• _WHAT YOU NEED TO DO_
Copy all of the data below line for line, omitting the pictures.

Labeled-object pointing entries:
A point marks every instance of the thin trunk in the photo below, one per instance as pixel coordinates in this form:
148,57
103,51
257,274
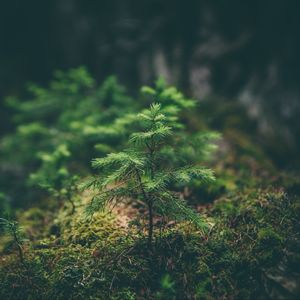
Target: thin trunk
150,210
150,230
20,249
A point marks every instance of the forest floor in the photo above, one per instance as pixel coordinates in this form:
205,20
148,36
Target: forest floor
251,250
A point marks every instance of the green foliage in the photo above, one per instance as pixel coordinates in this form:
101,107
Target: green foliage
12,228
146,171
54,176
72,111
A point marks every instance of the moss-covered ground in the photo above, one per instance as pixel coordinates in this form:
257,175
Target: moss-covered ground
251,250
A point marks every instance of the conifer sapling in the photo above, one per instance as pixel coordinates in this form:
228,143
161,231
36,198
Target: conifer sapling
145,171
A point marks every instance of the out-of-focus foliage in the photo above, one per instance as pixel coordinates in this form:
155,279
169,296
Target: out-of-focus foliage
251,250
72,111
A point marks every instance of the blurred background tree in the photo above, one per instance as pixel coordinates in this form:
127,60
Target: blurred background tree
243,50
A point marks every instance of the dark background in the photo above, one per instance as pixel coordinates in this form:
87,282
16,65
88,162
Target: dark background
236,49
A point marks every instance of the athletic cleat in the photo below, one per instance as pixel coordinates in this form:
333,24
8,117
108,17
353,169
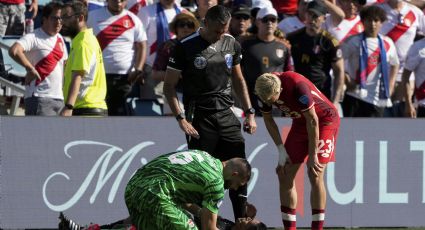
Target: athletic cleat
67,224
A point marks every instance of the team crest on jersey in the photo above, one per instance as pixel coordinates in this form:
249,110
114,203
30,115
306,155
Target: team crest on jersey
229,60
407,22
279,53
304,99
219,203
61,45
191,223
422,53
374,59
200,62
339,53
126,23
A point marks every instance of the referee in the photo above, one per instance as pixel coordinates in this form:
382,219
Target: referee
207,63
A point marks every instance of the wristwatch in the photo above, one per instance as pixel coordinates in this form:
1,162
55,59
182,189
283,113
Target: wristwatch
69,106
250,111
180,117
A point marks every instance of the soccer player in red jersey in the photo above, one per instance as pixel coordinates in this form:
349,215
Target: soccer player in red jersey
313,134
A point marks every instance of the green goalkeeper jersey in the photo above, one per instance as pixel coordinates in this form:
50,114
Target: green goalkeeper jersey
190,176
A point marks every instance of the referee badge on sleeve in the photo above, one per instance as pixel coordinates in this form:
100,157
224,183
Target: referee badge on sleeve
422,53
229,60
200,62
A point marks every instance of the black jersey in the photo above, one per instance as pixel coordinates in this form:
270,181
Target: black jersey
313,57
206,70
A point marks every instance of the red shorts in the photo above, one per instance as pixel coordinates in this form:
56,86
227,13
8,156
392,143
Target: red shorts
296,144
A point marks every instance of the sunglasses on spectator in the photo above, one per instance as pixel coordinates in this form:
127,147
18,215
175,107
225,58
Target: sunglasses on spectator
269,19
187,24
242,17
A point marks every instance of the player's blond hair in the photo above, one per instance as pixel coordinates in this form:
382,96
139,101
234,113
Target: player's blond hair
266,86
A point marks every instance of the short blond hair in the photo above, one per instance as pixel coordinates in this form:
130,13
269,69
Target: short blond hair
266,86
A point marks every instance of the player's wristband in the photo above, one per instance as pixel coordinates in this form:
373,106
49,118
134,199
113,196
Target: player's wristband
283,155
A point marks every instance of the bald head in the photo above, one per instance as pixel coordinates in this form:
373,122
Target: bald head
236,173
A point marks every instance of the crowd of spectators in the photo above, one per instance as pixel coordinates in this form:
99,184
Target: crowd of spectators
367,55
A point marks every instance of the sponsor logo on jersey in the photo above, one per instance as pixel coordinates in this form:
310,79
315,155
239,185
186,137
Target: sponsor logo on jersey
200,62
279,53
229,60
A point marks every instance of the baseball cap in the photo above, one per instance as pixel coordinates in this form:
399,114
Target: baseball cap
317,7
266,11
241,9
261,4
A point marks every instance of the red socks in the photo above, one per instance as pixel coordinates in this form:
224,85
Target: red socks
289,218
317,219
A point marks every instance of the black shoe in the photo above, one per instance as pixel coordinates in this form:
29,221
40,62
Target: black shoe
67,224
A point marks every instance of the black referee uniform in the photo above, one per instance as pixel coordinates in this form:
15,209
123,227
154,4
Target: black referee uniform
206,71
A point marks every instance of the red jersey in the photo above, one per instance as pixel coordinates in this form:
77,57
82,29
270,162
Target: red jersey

• _OUTPUT FOR THIS EXERCISE_
A point marks every instance of the thin trunk in the photo below, one per instance as pixel coordinates in this form:
148,57
103,51
257,274
Target: thin trunk
150,210
150,230
20,249
A point marks every instance of the forest floor in the photo above, one per instance as pixel coordinates in this form:
205,20
148,36
Target: forest floor
251,250
A point marks every instance of the green foliage in the photo above, one per instance as pixel coordinates in this form:
101,107
Target: green foliage
12,228
146,171
54,176
72,111
A point marks every instance of the moss-covered ground in the photo above, one per instance as pixel coordinates in this form:
257,175
Target: moss-covered ground
251,250
A point marks every instance of the conifer sapling in the photo above, one per instance as pixel coordinates in this form:
228,143
161,231
36,198
Target: conifer sapling
145,171
A point marks every instance of the out-of-focus foliage in the photo above, one per instance as pixel coordinates in this form:
155,279
169,296
Target: out-of-focus foliage
251,250
72,111
A point marks every instance of the blurred background tree in the photo above, one per instance as pixel coordinates in this form:
127,60
Target: blurred background tree
243,50
A point marks every instance of the dark background in the photo above, one per instance as pixel coordinates in this form:
87,282
16,65
88,162
Target: dark background
236,49
A point marks every instance of the athletic cleat in the photo below, one per instance as pixel coordinates in this form:
333,24
8,117
108,17
353,169
Target: athletic cleat
67,224
A point marks every instance of the team crest on jersey in the photo above, one per instance as pixel coordinates in this form:
249,110
114,203
30,115
306,155
Target: team crest on jersey
229,60
407,22
279,53
304,99
219,203
61,45
191,223
422,53
374,59
200,62
339,53
126,23
A point marks every instance of the referee in the photo above, one per instance as pixel coordinates in this form:
382,219
Target: referee
207,63
A point marks every instance of the wristwatch in the photo above, one per instance as pixel coordinates in this form:
1,162
55,59
182,189
283,113
Target: wristwatch
69,106
250,111
180,117
A point marks every instance of the soccer player in red jersey in the photo above, one per instance as pixel coordinates in this form:
349,215
Target: soccer player in red jersey
313,134
A point marks every instance of the green goalkeeper jersey in the photo above, one per instance as pixel coordinates in this form:
50,114
Target: green goalkeeper jersey
190,176
A point marks every instance of the referee badge on sleeve in the photo above, one per instance as pixel coordinates in this form:
100,157
224,183
Target: referee badge on sleeve
422,53
229,60
200,62
A point marks every instance of the black jersey in the photo above, one per instance as pixel coordinates in this form:
270,181
Target: black jersey
313,57
206,70
A point marks every instance of the red shorts in the photo above, one per instance as pixel coordinates in this form:
56,86
227,13
8,156
392,143
Target: red shorts
296,144
A point marks every instance of the sunglasses on spectator in the photo above, one per instance as pixel coordinates in this form:
127,147
18,215
175,107
225,58
Target: sunglasses on spectator
269,19
187,24
242,17
A point marks every instance of the player's blond hair in the photo above, one per instance as pixel coordinates in this form:
382,96
139,101
234,113
Target: player's blond hair
266,86
A point marks every instance of the short blond hair in the photo above, one per instance as pixel coordinates in this form:
130,13
269,69
Target: short blond hair
266,86
A point marks every instance of the player's wristband in the photo above, one per instance as pixel coordinates in this form:
373,106
49,118
134,199
113,196
Target: player's wristband
283,155
A point marks every instance of the bald head in the photo above, one per instance as pixel coordinates in this form:
373,122
Target: bald head
236,173
A point marks every instance of the crowd of spectators in the photo above, one per instance as pixel coordinates in this form:
99,184
Target: crowd of spectators
367,55
A point marks every instance of the sponsor logo on jersey in the photo above, one per instance as pixel coordinates in this form:
310,79
315,155
239,185
186,137
Target: sponsor logo on jersey
200,62
279,53
229,60
A point marks every instance of the baseball cap in the photo above, one per instance as pixel coordinates in this form:
399,114
Target: baseball cap
317,7
266,11
241,9
261,4
A point marks every instance of the red socks in the photo above, one per instance as pixel coordinates in this form:
224,85
Target: red socks
289,218
317,219
A point marks every instance of the black shoe in the photo above, one per instance as pixel coordinates in this form:
29,221
40,62
Target: black shoe
67,224
A point marks every instance of the black referee uniform in the photo above, one per instance as pixel coordinates in this form:
15,209
123,227
154,4
Target: black referee uniform
206,71
A point marks every instance of the red jersey in the photo above, one per instance as pixel coordinates in this form:
77,57
82,29
270,162
Target: red jersey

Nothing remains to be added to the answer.